YOUR GOAL:
Convert every line of the records below into a JSON array of strings, one string per line, with blank lines omitted.

>> Begin

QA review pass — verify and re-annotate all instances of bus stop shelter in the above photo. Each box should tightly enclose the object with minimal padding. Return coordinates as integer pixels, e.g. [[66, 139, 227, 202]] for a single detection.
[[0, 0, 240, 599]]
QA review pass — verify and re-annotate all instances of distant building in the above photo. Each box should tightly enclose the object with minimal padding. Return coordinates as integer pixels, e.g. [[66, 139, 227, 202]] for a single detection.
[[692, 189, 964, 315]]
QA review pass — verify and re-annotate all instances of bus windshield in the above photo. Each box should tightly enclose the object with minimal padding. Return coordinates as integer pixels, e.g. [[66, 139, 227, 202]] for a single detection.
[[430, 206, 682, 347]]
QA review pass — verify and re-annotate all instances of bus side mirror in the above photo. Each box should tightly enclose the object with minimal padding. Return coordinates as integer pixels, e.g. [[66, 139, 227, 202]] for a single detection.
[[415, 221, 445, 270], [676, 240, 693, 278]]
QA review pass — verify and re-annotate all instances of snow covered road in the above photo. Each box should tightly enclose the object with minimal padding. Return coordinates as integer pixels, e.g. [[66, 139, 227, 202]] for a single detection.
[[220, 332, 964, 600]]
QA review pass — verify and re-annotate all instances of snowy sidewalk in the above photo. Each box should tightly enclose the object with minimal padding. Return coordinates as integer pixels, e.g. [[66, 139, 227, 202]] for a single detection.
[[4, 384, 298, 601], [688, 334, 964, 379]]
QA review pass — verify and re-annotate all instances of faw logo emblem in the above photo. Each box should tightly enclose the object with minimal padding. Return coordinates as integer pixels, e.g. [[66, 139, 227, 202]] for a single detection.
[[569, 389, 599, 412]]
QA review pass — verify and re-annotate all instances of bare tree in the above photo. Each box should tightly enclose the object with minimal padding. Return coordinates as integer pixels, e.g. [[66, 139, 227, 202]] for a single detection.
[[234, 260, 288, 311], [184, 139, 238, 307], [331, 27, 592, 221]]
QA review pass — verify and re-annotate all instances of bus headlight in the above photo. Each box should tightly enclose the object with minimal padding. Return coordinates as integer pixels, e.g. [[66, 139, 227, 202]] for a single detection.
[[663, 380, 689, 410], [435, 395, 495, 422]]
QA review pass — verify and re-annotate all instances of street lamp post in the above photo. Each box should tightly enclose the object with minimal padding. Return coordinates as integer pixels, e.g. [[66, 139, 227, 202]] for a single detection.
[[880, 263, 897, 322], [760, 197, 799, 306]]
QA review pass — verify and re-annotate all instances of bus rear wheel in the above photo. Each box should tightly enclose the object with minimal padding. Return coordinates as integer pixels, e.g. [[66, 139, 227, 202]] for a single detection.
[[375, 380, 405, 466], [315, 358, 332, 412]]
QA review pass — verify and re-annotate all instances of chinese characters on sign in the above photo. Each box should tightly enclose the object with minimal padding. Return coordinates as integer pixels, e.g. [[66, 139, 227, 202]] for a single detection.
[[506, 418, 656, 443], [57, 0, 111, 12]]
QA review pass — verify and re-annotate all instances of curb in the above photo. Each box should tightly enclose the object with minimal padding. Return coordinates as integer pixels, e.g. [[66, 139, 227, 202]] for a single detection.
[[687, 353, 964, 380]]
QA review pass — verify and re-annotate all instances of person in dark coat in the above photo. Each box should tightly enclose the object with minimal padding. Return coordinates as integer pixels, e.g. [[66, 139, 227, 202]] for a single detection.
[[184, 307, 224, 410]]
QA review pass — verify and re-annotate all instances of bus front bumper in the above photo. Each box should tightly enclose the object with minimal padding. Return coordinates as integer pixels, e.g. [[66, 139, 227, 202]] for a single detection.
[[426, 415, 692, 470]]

>> End

FINAL ANSWER:
[
  "QA review pass — verify and re-annotate all instances of bus stop shelter in the above photo. Each box should tightly enclose the object with minimal padding. Return coordinates as integer pixels, e.g. [[66, 139, 227, 202]] for a single detection.",
  "[[0, 0, 240, 599]]",
  "QA review pass — verify and re-annotate all instances of distant building in the above photo. Each box should tightly enclose the object with minimal padding. Return coordinates as integer pixels, e.g. [[66, 139, 227, 202]] for a single detection.",
  "[[692, 189, 964, 315]]",
  "QA review pass — verify and re-annotate all instances of bus windshield in the above photo. Each box should tightly enclose the object with minimal padding. Return coordinates as integer pixels, e.g. [[66, 139, 227, 202]] for a single detection.",
  "[[430, 206, 682, 347]]",
  "QA review pass — verify and re-annotate all instances of bus side mirror in the above photo. Each box should tightly enclose the object with minimal padding. Return coordinates as integer pixels, e.g. [[66, 139, 227, 202]] for a single detection.",
  "[[415, 221, 445, 270], [676, 240, 693, 278]]",
  "QA review pass — verify and re-annotate all instances of snow covered road in the above photo. Each box should tightly enclose the object with minimal padding. Return coordinates as integer pixels, e.g. [[66, 139, 227, 202]] for a single detection.",
  "[[220, 332, 964, 600]]",
  "QA review pass — verify and re-annotate all instances of snowy sidewalk in the above photo. Each box should tightly enclose the object with minimal padding. Return coordinates as integer pixels, e.g. [[66, 139, 227, 202]] for a single detection.",
  "[[4, 384, 298, 601], [688, 334, 964, 379]]",
  "QA review pass — verify and re-annotate all instances of faw logo emblem in the above photo. Each box should tightly enclose the object with minimal padding. Return coordinates as integer pixels, e.g. [[66, 139, 227, 202]] for a single detection.",
  "[[569, 389, 599, 412]]",
  "QA review pass — verify and re-annotate all instances of bare tree in the above photo. Each box should tightly enclose the object with minimal padding. Return coordinates as integer pixels, e.g. [[66, 139, 227, 202]] for a single detection.",
  "[[234, 260, 288, 311], [184, 139, 238, 307], [331, 27, 592, 221]]",
  "QA review pass — verify and re-annotate all instances of bus headlight in the above photo. Each box should tightly enclose the object with minimal padding. Return coordinates as integer pixels, e.g. [[66, 139, 227, 202]] for a single detection.",
  "[[663, 380, 689, 410], [435, 395, 495, 422]]",
  "QA review pass — verify and re-annotate all instances of street lamp post in the above photo. Each box should tightly enclose the object with minimal padding. Return coordinates as integer pixels, e.g. [[66, 139, 227, 202]] for a single detection.",
  "[[880, 263, 897, 322], [760, 197, 799, 306]]",
  "QA review pass — verify and re-annotate all instances of bus rear wheel in the above photo. Each box should tightly enclose the object with minimal padding. Return coordinates as integer pixels, e.g. [[66, 139, 227, 202]] for a single detection.",
  "[[375, 380, 405, 466], [315, 358, 332, 412]]",
  "QA review pass — verify and re-annotate all instances of chinese characters on sign in the above photo. Each box should tightly enclose the object with minimal padding. Return coordinates as integer pixels, e.g. [[66, 139, 227, 202]] for a single detection.",
  "[[506, 418, 656, 443], [57, 0, 111, 12]]",
  "QA review pass — verify and re-annotate all instances of curb in the above photo. Each box should tightly enclose the object with minimal padding. Return coordinates as integer pixels, e.g. [[66, 139, 227, 202]] for a single detection.",
  "[[687, 353, 964, 380]]",
  "QA review pass — verify and re-annotate all instances of person in dark coat in the above photo. Each box should tightly enclose the object with minimal padding. Return coordinates as integer pixels, e.g. [[66, 139, 227, 202]] for a single detection.",
  "[[184, 307, 224, 410]]",
  "QA review pass — verify and re-annotate all instances of bus front bumper in the above photo. Each box should tightly enclose the object with minimal padding. Return coordinates as integer pixels, e.g. [[66, 139, 227, 202]] for a single detection.",
  "[[426, 415, 692, 470]]"
]